» **THE REQUEST**: Please give the records below as a numbered list, leaving out blank lines and the pictures.

(Bounding-box records)

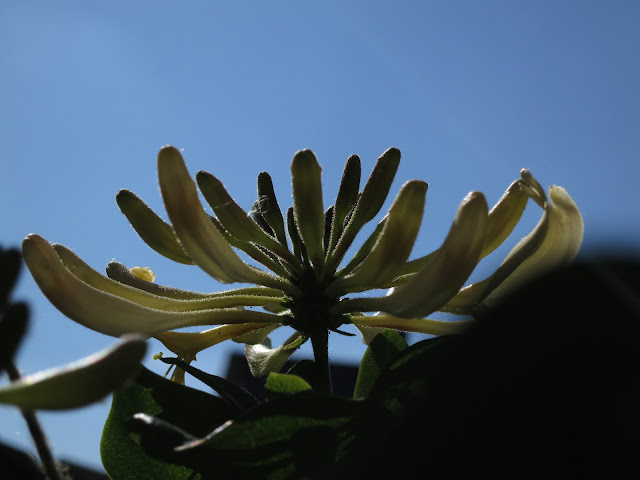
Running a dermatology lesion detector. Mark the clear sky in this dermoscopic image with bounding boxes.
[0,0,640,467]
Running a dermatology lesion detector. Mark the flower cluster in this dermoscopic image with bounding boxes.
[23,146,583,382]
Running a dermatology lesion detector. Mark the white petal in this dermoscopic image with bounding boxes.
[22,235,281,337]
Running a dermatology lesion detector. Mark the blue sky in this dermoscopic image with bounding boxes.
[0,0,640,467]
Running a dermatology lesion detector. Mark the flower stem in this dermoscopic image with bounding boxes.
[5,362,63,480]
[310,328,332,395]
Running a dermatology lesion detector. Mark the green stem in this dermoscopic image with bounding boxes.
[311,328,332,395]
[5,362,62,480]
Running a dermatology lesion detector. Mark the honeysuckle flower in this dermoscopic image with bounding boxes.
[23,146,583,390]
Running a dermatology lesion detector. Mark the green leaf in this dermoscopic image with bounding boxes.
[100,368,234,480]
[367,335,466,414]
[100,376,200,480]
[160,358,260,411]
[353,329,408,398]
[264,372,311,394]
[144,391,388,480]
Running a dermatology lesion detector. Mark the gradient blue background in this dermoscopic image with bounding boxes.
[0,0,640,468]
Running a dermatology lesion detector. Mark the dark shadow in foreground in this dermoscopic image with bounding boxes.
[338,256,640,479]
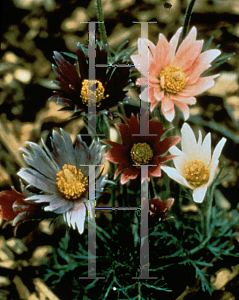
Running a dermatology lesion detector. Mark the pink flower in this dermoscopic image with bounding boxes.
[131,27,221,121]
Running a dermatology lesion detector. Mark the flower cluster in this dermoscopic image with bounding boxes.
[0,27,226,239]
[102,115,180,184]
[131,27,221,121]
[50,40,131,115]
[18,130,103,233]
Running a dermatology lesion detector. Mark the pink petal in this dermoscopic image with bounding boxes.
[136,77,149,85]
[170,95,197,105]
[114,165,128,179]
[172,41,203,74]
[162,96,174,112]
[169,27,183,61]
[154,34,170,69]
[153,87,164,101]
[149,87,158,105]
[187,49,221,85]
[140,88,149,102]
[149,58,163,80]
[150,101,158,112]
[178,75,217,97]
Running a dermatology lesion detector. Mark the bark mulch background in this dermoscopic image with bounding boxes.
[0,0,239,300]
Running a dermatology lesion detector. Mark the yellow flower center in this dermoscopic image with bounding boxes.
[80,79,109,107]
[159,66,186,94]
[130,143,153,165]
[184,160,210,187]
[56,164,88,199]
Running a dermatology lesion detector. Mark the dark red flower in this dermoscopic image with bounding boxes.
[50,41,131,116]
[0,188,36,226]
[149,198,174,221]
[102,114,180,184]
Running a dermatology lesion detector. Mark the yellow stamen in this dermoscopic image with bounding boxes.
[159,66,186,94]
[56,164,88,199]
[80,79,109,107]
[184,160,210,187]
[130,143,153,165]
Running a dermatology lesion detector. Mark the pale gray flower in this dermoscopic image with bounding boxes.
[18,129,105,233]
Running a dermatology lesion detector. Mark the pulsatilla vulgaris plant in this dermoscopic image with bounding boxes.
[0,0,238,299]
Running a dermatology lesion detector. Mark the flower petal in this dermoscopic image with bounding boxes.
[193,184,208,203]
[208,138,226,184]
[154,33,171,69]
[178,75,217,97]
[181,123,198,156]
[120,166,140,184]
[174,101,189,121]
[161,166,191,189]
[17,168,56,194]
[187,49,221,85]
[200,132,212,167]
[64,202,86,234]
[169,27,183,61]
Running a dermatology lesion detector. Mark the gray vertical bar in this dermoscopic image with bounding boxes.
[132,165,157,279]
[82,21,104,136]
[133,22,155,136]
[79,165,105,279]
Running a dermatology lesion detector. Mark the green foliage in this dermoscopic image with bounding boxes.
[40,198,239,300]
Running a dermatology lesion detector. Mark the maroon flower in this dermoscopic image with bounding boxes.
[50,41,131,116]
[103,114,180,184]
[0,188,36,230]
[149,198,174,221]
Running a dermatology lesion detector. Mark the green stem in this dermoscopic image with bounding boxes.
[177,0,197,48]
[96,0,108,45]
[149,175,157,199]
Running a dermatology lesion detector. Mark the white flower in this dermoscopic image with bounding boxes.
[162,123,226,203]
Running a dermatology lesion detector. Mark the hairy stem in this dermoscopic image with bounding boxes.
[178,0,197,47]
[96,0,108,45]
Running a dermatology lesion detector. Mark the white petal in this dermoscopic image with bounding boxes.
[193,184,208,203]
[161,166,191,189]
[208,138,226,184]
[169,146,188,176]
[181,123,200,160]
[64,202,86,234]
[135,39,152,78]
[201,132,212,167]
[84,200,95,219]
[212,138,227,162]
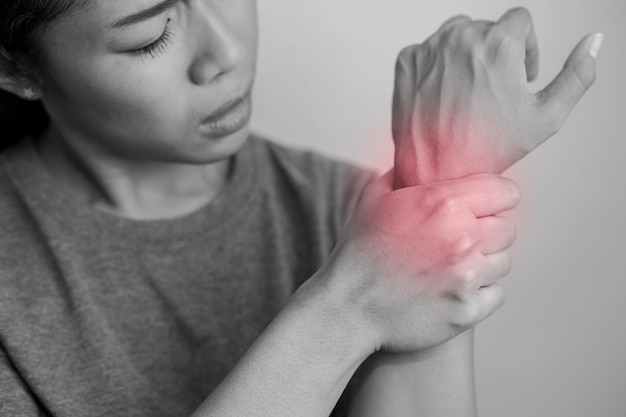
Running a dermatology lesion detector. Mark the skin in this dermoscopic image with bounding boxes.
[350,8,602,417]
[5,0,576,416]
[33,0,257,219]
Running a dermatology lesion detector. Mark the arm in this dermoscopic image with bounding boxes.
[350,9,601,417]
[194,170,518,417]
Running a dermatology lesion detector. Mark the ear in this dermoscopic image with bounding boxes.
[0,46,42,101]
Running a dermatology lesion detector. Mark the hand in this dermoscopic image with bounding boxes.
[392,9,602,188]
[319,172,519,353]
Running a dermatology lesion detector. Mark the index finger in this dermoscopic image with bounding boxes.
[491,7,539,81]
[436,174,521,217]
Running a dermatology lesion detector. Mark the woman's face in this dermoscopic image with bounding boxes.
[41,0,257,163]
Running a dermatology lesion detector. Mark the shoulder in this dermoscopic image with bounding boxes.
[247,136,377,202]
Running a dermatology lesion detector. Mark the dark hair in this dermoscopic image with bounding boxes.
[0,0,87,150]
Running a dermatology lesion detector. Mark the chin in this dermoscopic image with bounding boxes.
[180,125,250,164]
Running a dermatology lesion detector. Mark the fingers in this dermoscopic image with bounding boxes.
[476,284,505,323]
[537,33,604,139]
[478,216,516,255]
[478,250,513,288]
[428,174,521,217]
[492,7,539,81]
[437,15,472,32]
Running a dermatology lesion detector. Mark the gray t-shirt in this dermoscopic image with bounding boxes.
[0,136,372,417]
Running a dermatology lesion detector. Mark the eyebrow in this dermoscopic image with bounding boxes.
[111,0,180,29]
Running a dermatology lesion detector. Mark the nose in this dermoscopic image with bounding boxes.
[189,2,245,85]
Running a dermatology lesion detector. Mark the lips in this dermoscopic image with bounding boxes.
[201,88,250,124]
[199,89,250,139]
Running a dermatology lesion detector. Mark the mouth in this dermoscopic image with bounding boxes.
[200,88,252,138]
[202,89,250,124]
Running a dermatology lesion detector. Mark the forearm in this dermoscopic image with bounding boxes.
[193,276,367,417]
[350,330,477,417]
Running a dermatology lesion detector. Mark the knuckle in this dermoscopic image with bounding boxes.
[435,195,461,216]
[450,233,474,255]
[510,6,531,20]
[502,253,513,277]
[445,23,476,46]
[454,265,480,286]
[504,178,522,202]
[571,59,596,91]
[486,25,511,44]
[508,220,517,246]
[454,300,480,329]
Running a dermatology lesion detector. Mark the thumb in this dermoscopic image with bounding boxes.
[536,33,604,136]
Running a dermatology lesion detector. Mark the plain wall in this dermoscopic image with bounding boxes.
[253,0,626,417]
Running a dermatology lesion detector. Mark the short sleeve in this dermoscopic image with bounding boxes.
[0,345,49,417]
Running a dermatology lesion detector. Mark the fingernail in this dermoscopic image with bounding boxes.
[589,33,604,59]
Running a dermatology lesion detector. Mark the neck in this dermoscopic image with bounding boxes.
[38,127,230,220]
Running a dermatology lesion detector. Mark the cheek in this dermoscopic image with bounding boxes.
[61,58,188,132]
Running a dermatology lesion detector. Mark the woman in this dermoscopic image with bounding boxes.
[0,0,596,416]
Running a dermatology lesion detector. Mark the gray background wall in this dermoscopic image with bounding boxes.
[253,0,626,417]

» **THE OUTPUT**:
1. Running a dermatology lesion detector. Mark the clear sky in this dermoscopic image with bounding boxes.
2. [0,0,640,467]
3. Running a dermatology lesion detector. Mark the flower cluster in this dermoscopic image with bounding boxes.
4. [23,146,583,382]
5. Running a dermatology lesion detector. Mark the white petal in this dermoscopic image with bounding boxes.
6. [22,235,281,337]
7. Running a dermatology lesion detector. Mark the blue sky in this dermoscopic image with bounding boxes.
8. [0,0,640,467]
9. Running a dermatology lesion detector. Mark the flower stem in this dermoscopic image with bounding boxes.
10. [5,362,63,480]
11. [310,328,332,395]
12. Running a dermatology lesion detector. Mark the green stem in this dermoscopic image with bounding boxes.
13. [311,328,332,395]
14. [5,362,62,480]
15. Running a dermatology lesion detector. Mark the honeysuckle flower in this dermoscopic image with bounding boxes.
16. [23,146,583,390]
17. Running a dermatology lesion detector. Mark the green leaf in this dermoscopic image with bounding boxes.
18. [100,368,234,480]
19. [367,335,466,414]
20. [100,376,200,480]
21. [160,358,260,411]
22. [353,329,408,398]
23. [264,372,311,394]
24. [144,391,388,480]
25. Running a dermatology lesion detector. Mark the gradient blue background in this dermoscopic image with bounding boxes.
26. [0,0,640,468]
27. Running a dermatology lesion detector. Mark the dark shadow in foreground in this dermoscopic image with bounding boxes.
28. [338,256,640,479]
29. Running a dermatology lesion detector. Mark the pink flower in this dermoscopic image with bounding boxes.
30. [131,27,221,121]
31. Running a dermatology lesion detector. Mark the flower cluster in this dermoscopic image with bounding boxes.
32. [0,27,226,239]
33. [102,115,180,184]
34. [131,27,221,121]
35. [50,40,131,115]
36. [18,130,103,233]
37. Running a dermatology lesion detector. Mark the pink petal in this dermoscopic image with bounding boxes.
38. [136,77,149,85]
39. [170,95,197,105]
40. [114,165,128,179]
41. [172,41,203,74]
42. [162,96,174,112]
43. [169,27,183,61]
44. [154,34,170,69]
45. [153,87,164,101]
46. [149,87,158,105]
47. [187,49,221,85]
48. [140,88,149,102]
49. [149,58,163,80]
50. [150,101,158,112]
51. [178,75,217,97]
52. Running a dermatology lesion detector. Mark the bark mulch background in this dermoscopic image with bounding boxes.
53. [0,0,239,300]
54. Running a dermatology lesion detector. Mark the yellow flower center in this dermoscopic image with bounding boxes.
55. [80,79,109,107]
56. [159,66,186,94]
57. [130,143,153,165]
58. [184,160,210,187]
59. [56,164,88,199]
60. Running a dermatology lesion detector. Mark the dark red flower in this dermoscopic image with bounding boxes.
61. [50,41,131,116]
62. [0,188,36,226]
63. [149,198,174,221]
64. [102,114,180,184]
65. Running a dermatology lesion detector. Mark the yellow stamen in this dermoscopic image with bounding boxes.
66. [159,66,186,94]
67. [56,164,88,199]
68. [80,79,109,107]
69. [184,160,210,187]
70. [130,143,153,165]
71. Running a dermatology lesion detector. Mark the pale gray flower in this dermoscopic image with bounding boxes.
72. [18,129,105,233]
73. Running a dermatology lesion detector. Mark the pulsatilla vulgaris plant in this dermoscopic image with bounding boxes.
74. [0,0,238,299]
75. Running a dermatology lesion detector. Mark the flower petal in this dermoscopic image with bounding boxes.
76. [193,184,208,203]
77. [208,138,226,184]
78. [154,33,171,69]
79. [178,75,217,97]
80. [181,123,198,156]
81. [120,166,140,184]
82. [174,101,189,121]
83. [161,166,191,189]
84. [17,168,56,194]
85. [187,49,221,85]
86. [200,132,212,167]
87. [64,202,86,234]
88. [169,27,183,61]
89. Running a dermatology lesion detector. Mark the gray vertical bar in this dermoscopic image with bounding boxes.
90. [132,165,157,279]
91. [82,21,104,136]
92. [133,22,155,136]
93. [79,165,105,279]
94. Running a dermatology lesion detector. Mark the green foliage in this dermoscopic image with bounding boxes.
95. [40,198,239,300]
96. Running a dermatology lesion detector. Mark the maroon flower in this dermoscopic image with bounding boxes.
97. [50,41,131,116]
98. [103,114,180,184]
99. [0,188,36,230]
100. [149,198,174,221]
101. Running a dermatology lesion detector. Mark the green stem in this dermoscopic image with bounding boxes.
102. [177,0,197,48]
103. [96,0,108,45]
104. [149,175,157,199]
105. Running a dermatology lesion detector. Mark the white flower in this dermoscopic image with bounding boxes.
106. [162,123,226,203]
107. Running a dermatology lesion detector. Mark the hairy stem in this dermoscopic image with bounding boxes.
108. [178,0,197,47]
109. [96,0,108,45]
110. Running a dermatology lesion detector. Mark the white petal in this dermoscopic image with bounding boxes.
111. [193,184,208,203]
112. [161,166,191,189]
113. [208,138,226,184]
114. [169,146,188,176]
115. [181,123,200,160]
116. [64,202,86,234]
117. [135,39,152,78]
118. [201,132,212,167]
119. [84,200,95,219]
120. [212,138,227,162]
121. Running a dermatology lesion detector. Mark the skin in this dermoscopic image with bounding boxes.
122. [350,8,602,417]
123. [5,0,576,416]
124. [33,0,257,219]
125. Running a dermatology lesion detector. Mark the arm in this dermoscopic image with bounding boxes.
126. [350,9,601,417]
127. [194,170,518,417]
128. Running a dermatology lesion detector. Mark the ear in this dermoscopic image with bounding boxes.
129. [0,46,42,101]
130. Running a dermatology lesion detector. Mark the hand in this dermoscopic image with bounding boxes.
131. [392,9,602,188]
132. [319,172,519,353]
133. Running a dermatology lesion detector. Mark the index finger in this dermoscopic image with bounding boxes.
134. [491,7,539,81]
135. [436,174,521,217]
136. Running a dermatology lesion detector. Mark the woman's face in this dermoscopic image with bounding boxes.
137. [41,0,257,163]
138. Running a dermatology lesion detector. Mark the shoulder in this dermoscopic image with bounding boxes.
139. [247,136,377,202]
140. Running a dermatology lesion detector. Mark the dark hair in this dermoscopic image with bounding boxes.
141. [0,0,87,150]
142. Running a dermatology lesion detector. Mark the chin in this dermoscopic image with bounding boxes.
143. [180,125,250,164]
144. Running a dermatology lesion detector. Mark the fingers in this dermoscopic image with bounding boxes.
145. [476,284,505,323]
146. [537,33,604,139]
147. [478,216,516,255]
148. [478,250,513,288]
149. [428,174,521,217]
150. [492,7,539,81]
151. [437,15,472,32]
152. Running a dermatology lesion detector. Mark the gray t-shirt in this dermoscopic image with bounding boxes.
153. [0,136,372,417]
154. Running a dermatology lesion detector. Mark the eyebrow in this dermoscopic image with bounding boxes.
155. [111,0,180,29]
156. Running a dermatology lesion detector. Mark the nose in this dermoscopic image with bounding boxes.
157. [189,2,245,85]
158. Running a dermatology lesion detector. Mark the lips in this dermoscopic image with bounding boxes.
159. [201,88,250,124]
160. [199,89,250,139]
161. Running a dermatology lesion detector. Mark the mouth in this dermoscopic image with bounding boxes.
162. [200,88,252,138]
163. [202,89,250,124]
164. Running a dermatology lesion detector. Mark the forearm in this dermoscopic image with bounding boxes.
165. [193,276,367,417]
166. [350,330,477,417]
167. Running a dermatology lesion detector. Mark the knuckle in this dermoscopic image with bounding boxes.
168. [435,195,461,216]
169. [450,233,474,255]
170. [510,6,531,20]
171. [502,253,513,277]
172. [445,23,476,46]
173. [454,265,480,286]
174. [504,178,522,202]
175. [571,59,596,91]
176. [486,25,511,44]
177. [508,220,517,246]
178. [454,300,480,329]
179. Running a dermatology lesion detector. Mark the thumb in this dermoscopic image with bounding boxes.
180. [536,33,604,136]
181. Running a dermatology lesion detector. Mark the plain wall in this dermoscopic image with bounding boxes.
182. [253,0,626,417]
183. Running a dermatology lesion detector. Mark the short sleeve in this dermoscopic image with bounding boxes.
184. [0,345,49,417]
185. Running a dermatology lesion detector. Mark the fingernail in this dermoscopic image with bounding boxes.
186. [589,33,604,59]
187. Running a dermatology lesion detector. Mark the neck in this dermoscopic image with bounding boxes.
188. [38,127,230,220]
189. Running a dermatology lesion detector. Mark the cheek in this dermoscopic image with bounding boxes.
190. [61,58,188,132]
191. Running a dermatology lesion detector. Mark the woman in this dermoscopic image with bounding boxes.
192. [0,0,596,416]
193. Running a dermatology lesion detector. Mark the gray background wall in this dermoscopic image with bounding boxes.
194. [253,0,626,417]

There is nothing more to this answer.